**Pointing dataset records:**
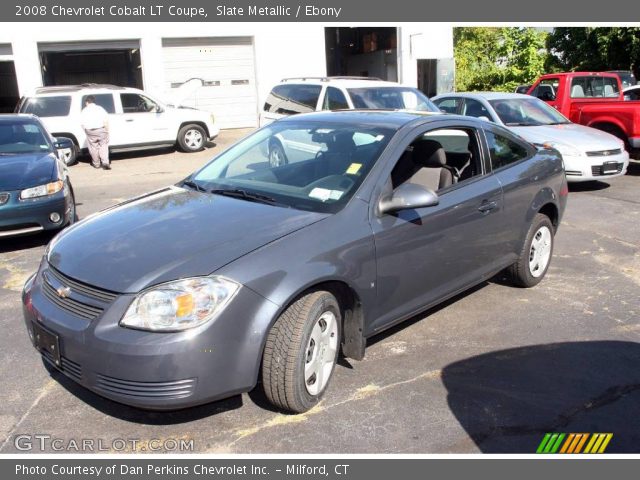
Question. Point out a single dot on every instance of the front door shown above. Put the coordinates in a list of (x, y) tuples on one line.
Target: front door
[(426, 254)]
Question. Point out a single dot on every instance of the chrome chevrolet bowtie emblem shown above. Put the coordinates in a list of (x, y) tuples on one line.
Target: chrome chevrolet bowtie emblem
[(63, 292)]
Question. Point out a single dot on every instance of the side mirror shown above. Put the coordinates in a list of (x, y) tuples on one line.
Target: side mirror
[(62, 142), (408, 196)]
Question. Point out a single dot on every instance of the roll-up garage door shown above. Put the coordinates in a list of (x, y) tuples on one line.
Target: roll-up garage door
[(227, 68)]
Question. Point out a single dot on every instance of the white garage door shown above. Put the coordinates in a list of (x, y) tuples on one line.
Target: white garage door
[(226, 65)]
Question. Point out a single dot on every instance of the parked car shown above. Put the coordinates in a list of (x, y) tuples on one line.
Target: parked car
[(593, 99), (522, 88), (631, 93), (588, 154), (627, 78), (310, 94), (35, 190), (284, 266), (305, 95), (137, 120)]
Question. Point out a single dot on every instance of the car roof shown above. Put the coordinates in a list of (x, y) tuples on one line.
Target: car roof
[(394, 119), (485, 95), (75, 88), (348, 82), (18, 118)]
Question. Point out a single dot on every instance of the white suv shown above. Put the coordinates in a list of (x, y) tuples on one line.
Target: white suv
[(309, 94), (136, 119)]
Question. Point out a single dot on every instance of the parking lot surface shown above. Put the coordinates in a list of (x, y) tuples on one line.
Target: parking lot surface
[(491, 371)]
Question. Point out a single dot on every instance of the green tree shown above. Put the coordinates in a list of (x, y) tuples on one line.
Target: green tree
[(594, 48), (489, 58)]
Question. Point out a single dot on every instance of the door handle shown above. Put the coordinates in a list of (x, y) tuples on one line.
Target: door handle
[(486, 207)]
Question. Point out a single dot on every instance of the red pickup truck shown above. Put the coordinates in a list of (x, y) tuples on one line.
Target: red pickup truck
[(592, 99)]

**YOUR OBJECTIVE:** Copy out every line of the records above without changing a word, and leave out the picture.

**EXERCISE OUTPUT:**
Question. Point out a single dot on every instance of the front door shown above. Put the coordinates in a list of (x, y) tuples on one line.
Target: front door
[(426, 254)]
Question. Point out a single dot on every instance of the chrome chevrolet bowtie emblem shown above. Put the coordinates in a list of (x, y) tuples on one line.
Target: chrome chevrolet bowtie emblem
[(63, 292)]
Question. Point out a single dot on every instance of the side mirror shown above. Put the coordinates in a list of (x, y) tuples on one line.
Target: side mirror
[(62, 142), (408, 196)]
Question. Point out a single dot on every instance of the roll-up garage door shown above. Put the coordinates in a list of (x, y) tuples on one line.
Target: roll-up garage door
[(227, 68)]
Question. Point out a single dot on every instance of the white garage door shown above. Put the coordinates in a list of (x, y) tuples on one line.
Target: white garage door
[(226, 65)]
Question. Point out a single dot on every instance of the parked car shown above. Put the coordinates in a list of (x, y) tuples on one line.
Target: parked car
[(593, 99), (522, 88), (631, 93), (588, 154), (627, 78), (310, 94), (35, 190), (284, 266), (305, 95), (137, 120)]
Question. Point out a single dot on every instance of the car roof shown above. Put the coordinates in a list of (x, y) tuples on one line.
Target: car roof
[(394, 119), (485, 95), (75, 88), (348, 82), (18, 118)]
Question. Point out a single dot on every instance of the white suv shown above. Put the coordinates in a list of (x, y) tuples on one line.
Target: white suv
[(309, 94), (136, 119)]
Question. Point out a single dot on every instance of the parking lot surface shown above. Put the coordinates in a list of (x, y) tuples on one line.
Target: parking lot surface
[(491, 371)]
Question. Point out a single dot on every instance of the green tree shown above. Put the coordinates in a list of (x, y) tuples on one line.
Target: green tree
[(594, 48), (489, 58)]
Question. Point out a single dot on every instance of the door handle shown above. Put the coordinates in a list of (x, y) tuples on one line.
Target: door handle
[(486, 207)]
Question. Point out a single dot on every instance of the red pickup truck shown above. Put the coordinates in a list of (x, y) tuples on one line.
Target: red pickup truck
[(592, 99)]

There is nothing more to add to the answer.